[Supplied material]

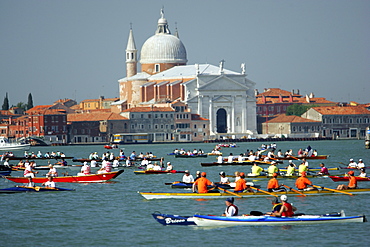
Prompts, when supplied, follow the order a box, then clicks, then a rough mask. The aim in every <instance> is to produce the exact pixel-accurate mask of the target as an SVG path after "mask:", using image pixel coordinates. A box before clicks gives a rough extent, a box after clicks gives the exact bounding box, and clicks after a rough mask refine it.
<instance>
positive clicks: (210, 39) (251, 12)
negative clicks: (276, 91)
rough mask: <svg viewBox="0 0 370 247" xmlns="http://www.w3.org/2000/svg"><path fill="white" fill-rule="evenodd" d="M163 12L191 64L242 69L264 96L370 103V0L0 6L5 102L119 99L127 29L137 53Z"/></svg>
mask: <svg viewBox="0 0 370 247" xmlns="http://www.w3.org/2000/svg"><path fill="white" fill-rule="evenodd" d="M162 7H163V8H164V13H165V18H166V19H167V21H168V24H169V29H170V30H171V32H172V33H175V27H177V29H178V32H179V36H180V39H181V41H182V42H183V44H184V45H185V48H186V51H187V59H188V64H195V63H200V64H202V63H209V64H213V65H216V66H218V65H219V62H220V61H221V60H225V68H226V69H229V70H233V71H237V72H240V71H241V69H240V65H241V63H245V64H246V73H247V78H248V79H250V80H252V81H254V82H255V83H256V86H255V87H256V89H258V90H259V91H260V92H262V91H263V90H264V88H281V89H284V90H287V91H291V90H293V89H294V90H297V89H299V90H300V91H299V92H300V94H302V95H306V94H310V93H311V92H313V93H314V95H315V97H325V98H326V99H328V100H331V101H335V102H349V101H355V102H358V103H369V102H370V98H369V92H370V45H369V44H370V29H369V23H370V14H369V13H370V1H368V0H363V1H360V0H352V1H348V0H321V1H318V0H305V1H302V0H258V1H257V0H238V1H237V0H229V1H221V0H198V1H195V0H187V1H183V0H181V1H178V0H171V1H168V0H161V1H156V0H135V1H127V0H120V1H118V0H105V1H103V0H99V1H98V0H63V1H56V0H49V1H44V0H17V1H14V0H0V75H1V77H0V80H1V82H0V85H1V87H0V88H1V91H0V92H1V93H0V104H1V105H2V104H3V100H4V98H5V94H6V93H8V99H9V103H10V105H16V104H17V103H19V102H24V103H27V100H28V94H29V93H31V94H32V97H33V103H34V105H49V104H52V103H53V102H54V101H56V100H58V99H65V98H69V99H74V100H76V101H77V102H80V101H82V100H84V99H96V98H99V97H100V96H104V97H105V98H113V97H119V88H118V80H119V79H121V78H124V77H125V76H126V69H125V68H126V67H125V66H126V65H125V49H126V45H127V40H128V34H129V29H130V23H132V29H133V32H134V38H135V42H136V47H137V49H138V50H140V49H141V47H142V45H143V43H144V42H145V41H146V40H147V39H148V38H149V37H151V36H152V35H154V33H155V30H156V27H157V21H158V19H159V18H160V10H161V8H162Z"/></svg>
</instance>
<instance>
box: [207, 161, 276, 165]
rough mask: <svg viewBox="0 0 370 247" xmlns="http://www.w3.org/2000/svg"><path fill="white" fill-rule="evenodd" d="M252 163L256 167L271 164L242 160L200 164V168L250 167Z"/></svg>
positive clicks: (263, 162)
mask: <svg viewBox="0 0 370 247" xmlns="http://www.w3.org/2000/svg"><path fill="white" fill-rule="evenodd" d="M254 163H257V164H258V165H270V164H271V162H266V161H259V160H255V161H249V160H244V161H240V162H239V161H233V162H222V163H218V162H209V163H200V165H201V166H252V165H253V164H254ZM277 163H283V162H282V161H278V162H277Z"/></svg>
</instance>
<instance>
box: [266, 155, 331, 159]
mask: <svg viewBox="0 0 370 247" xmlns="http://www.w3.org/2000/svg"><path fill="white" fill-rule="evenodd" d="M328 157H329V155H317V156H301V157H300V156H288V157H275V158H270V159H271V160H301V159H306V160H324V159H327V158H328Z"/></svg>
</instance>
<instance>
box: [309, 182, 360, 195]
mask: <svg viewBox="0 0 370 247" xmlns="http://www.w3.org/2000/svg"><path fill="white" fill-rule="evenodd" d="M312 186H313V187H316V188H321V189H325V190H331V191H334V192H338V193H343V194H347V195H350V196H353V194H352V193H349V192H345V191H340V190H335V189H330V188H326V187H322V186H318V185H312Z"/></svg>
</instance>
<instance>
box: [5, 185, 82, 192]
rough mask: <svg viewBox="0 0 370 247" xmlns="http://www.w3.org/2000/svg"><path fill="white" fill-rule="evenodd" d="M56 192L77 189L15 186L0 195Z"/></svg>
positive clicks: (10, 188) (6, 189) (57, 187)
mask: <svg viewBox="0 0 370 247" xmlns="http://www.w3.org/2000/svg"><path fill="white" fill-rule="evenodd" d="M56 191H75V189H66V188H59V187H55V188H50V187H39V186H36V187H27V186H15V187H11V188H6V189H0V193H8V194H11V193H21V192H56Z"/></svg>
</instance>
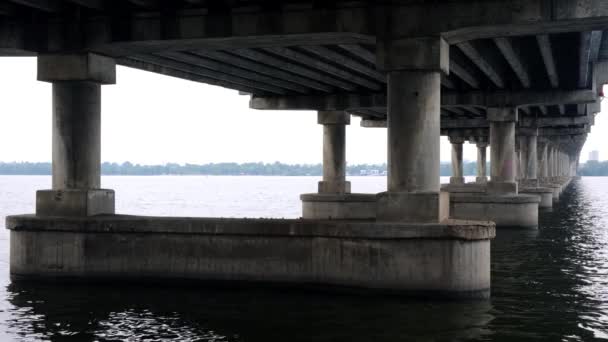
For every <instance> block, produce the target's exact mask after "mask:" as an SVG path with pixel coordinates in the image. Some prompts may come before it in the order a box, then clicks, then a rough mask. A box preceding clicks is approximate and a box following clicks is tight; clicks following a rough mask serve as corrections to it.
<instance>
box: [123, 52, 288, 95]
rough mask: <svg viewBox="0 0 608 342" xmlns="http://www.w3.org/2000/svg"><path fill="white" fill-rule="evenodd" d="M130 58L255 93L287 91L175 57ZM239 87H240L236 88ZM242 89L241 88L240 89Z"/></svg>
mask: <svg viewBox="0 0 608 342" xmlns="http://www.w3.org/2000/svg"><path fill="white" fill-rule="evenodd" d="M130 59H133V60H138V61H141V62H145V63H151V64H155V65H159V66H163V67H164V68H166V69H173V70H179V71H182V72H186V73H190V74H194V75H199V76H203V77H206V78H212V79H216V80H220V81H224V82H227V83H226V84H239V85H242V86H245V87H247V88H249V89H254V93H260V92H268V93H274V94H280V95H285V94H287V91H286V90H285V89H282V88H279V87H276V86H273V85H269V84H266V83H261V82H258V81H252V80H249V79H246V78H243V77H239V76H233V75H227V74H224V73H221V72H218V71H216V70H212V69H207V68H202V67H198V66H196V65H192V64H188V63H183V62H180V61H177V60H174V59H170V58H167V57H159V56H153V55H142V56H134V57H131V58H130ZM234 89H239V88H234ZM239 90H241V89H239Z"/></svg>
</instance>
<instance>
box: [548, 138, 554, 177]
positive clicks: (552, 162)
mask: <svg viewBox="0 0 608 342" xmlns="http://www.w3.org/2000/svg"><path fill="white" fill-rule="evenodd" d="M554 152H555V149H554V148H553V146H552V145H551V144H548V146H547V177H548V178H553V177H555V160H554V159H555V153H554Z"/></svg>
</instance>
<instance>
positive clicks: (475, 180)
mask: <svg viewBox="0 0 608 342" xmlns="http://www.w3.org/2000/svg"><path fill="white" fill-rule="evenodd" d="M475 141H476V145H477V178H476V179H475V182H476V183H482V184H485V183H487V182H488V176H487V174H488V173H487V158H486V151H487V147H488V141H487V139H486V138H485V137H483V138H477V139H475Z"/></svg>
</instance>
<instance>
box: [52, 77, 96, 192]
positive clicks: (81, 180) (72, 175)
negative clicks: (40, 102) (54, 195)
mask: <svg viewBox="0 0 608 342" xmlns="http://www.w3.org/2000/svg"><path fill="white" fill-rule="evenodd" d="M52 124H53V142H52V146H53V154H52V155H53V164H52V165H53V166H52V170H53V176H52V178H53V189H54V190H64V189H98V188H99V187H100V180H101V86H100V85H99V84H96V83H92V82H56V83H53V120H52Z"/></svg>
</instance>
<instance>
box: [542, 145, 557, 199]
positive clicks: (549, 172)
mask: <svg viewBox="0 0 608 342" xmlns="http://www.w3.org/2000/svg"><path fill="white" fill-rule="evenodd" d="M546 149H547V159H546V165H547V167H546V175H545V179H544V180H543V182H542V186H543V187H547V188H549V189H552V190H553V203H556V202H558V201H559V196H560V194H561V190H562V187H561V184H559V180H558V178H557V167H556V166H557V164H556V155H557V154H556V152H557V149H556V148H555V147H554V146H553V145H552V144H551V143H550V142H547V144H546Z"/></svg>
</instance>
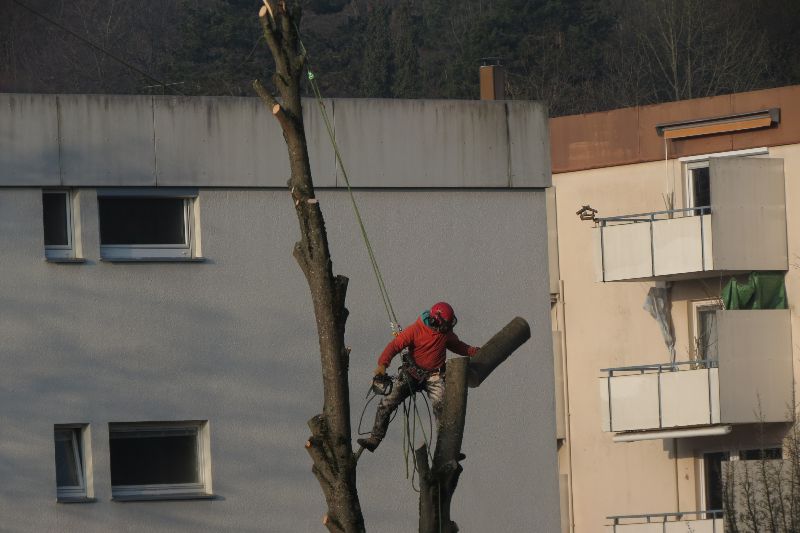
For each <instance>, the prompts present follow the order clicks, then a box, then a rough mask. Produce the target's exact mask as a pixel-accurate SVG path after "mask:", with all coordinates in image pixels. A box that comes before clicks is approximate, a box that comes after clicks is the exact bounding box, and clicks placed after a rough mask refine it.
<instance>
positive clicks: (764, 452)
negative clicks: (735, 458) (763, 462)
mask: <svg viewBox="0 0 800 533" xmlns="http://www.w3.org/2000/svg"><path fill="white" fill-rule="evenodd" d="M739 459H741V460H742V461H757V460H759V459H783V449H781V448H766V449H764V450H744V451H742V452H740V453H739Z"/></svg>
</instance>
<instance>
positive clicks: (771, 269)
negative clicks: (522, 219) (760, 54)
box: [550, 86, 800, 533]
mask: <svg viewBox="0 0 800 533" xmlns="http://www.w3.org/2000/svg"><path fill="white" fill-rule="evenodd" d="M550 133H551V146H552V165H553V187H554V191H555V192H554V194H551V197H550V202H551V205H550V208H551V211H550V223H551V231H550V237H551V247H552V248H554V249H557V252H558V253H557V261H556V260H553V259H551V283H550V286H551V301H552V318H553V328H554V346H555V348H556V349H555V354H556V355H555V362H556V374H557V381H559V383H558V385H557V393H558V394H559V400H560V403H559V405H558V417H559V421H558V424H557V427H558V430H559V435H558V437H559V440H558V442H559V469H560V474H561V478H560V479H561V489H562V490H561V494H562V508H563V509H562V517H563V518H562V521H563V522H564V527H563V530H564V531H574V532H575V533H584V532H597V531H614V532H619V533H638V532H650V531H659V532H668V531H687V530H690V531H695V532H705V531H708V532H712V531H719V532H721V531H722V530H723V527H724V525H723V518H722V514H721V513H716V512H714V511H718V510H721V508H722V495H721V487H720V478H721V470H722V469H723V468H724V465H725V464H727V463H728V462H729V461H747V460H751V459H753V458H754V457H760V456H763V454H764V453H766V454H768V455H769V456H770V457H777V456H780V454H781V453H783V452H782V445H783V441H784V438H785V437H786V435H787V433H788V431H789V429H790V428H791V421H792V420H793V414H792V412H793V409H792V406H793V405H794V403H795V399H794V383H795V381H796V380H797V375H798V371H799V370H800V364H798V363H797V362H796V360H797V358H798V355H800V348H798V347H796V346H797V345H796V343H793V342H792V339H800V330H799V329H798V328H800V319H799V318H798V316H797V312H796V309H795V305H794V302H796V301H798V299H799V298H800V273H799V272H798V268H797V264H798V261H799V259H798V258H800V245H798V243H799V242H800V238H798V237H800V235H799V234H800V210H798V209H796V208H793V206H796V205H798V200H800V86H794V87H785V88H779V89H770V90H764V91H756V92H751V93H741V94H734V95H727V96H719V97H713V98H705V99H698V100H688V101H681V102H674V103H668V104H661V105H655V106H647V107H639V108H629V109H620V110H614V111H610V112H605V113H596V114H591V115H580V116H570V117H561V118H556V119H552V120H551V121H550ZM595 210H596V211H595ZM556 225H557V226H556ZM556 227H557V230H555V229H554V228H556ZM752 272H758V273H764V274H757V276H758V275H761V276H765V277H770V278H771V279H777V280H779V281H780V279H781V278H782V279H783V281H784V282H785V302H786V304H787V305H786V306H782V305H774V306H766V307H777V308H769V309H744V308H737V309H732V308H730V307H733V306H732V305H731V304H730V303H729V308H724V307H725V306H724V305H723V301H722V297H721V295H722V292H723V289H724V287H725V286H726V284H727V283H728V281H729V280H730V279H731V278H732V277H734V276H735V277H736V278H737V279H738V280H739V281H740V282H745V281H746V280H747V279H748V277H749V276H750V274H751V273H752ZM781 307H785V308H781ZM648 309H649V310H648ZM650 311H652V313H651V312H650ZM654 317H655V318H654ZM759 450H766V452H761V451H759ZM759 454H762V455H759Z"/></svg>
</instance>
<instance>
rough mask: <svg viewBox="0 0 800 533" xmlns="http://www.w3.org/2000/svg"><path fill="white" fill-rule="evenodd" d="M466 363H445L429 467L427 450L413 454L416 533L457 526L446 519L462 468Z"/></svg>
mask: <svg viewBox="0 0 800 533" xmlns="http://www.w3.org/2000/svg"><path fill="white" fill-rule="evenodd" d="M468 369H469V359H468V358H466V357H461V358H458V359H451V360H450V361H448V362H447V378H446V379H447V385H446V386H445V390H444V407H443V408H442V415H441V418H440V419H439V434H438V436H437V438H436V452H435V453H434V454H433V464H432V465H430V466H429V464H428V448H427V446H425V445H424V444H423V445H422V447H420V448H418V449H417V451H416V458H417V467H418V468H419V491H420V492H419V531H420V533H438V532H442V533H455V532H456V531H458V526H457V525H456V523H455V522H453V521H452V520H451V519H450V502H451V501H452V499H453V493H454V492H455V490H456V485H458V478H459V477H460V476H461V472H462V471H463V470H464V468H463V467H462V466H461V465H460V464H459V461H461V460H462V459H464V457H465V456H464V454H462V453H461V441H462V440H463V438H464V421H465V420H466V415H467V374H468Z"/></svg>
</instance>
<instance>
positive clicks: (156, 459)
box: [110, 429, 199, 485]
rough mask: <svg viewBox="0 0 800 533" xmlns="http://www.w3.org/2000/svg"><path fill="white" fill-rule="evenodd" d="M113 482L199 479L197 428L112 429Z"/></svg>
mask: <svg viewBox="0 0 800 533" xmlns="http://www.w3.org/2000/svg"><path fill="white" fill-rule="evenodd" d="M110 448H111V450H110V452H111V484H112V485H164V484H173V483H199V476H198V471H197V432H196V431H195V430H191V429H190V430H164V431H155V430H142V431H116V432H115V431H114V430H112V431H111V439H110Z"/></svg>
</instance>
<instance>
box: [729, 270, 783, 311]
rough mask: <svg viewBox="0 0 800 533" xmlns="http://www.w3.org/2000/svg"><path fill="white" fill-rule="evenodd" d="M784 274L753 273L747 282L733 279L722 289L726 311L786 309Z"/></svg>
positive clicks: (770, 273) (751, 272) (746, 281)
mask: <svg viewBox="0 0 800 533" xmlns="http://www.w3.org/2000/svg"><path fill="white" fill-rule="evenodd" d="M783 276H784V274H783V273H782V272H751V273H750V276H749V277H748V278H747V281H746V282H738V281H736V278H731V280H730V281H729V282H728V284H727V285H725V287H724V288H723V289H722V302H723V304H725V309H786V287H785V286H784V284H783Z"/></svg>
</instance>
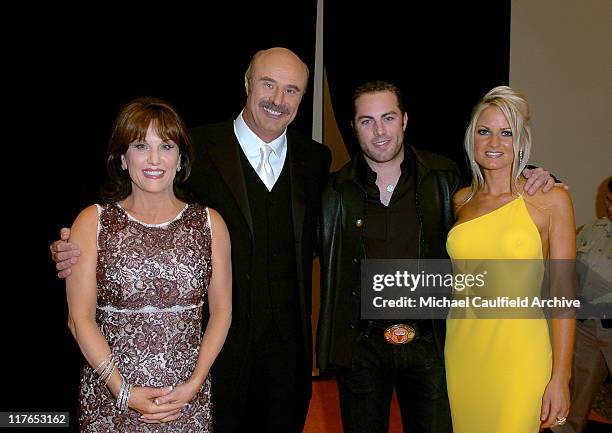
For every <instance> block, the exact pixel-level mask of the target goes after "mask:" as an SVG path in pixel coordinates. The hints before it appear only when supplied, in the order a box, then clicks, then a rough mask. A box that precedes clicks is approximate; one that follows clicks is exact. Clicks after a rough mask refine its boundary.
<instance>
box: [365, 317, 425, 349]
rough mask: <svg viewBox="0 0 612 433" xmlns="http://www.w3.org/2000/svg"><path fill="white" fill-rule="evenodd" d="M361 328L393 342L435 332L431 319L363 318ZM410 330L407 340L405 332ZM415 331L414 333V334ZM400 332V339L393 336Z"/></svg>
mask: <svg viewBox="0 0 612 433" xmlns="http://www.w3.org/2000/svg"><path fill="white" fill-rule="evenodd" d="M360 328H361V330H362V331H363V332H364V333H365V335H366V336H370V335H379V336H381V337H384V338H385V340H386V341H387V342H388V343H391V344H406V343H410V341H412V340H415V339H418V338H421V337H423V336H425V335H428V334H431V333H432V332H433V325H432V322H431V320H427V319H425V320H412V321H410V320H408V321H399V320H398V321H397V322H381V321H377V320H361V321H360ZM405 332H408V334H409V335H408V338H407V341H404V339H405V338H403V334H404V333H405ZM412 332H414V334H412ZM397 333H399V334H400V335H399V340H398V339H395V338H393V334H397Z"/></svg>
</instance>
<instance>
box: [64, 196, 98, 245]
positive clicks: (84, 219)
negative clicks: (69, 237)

[/Supplied material]

▶ Brief: Identify the lines above that contain the word "image", then copy them.

▶ Answer area:
Prompts, when supplied, follow the order a box, then clicks, then a rough mask. The aim in every <instance> is to produce the exact pixel-accurate mask of the target as an SVG path after "mask:", using image pixel coordinates. A box before clicks gives a rough extent, a box after clicks gives the exact bounding box, and clicks after a rough mask refine it.
For every <instance> block, produce the target's exact mask after "mask:" as an SVG path with pixel coordinates in the image. Some prompts may come before it in the order a box, then clicks, then a rough mask. A box preceding clicks is approximate and a box following clicks is tight; clicks following a rough mask serve as corrections to it.
For each <instance>, the prompts present follow the order clicks, then a box, then a rough mask. Produce the target's exact mask as a pixel-accurate SVG path after "mask:", with all coordinates in image pixels. A box that comes before clicks is approximate, a box that comes after clicks is the exact bounding box, and clicks placed after a rough mask refine it.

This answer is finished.